TEXT EXTRACT ::
[BEGIN]
Kraigg Brathwaite and Leon Johnson during day 1 of the 2nd Test West Indies v Bangladesh at Beausejour Cricket Ground, Gros Islet, St. Lucia

Leon Johnson and  Kraigg Brathwaite during day 1 of the 2nd Test West Indies v Bangladesh at Beausejour Cricket Ground, Gros Islet, St. Lucia. (Photo courtesy WICB)

GROS ISLET, St Lucia – Bangladesh’s three-man pace attack was collectively wayward in the first session of the second Test, and hardly did justice to their captain’s decision to field first.

The West Indies openers, a new pair with debutant Leon Johnson partnering Kraigg Brathwaite, were solid without showing too much flair as they moved to 61 for no loss.

Brathwaite began where he left off in the first Test. He used his disciplined strokeplay to thwart anything on the stumps and he played very little his outside off stump. He was unbeaten on 20 off 81 balls with two boundaries, one cover driven and the other placed through midwicket off a slow full-toss from Taijul Islam, Bangladesh’s only specialist spinner.
[END]
WHAT TO DO ::
Answer these from the cricket report above:
1. Which player opened for the West Indies on debut?
2. What score had the West Indies openers reached?
3. Who is Bangladesh's only specialist spinner?

DATA EXCERPT ::
[BEGIN]
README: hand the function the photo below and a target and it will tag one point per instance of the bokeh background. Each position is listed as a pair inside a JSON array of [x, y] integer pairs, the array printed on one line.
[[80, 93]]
[END]
SOLUTION TO THIS TASK ::
1. Leon Johnson
2. 61 for no loss
3. Taijul Islam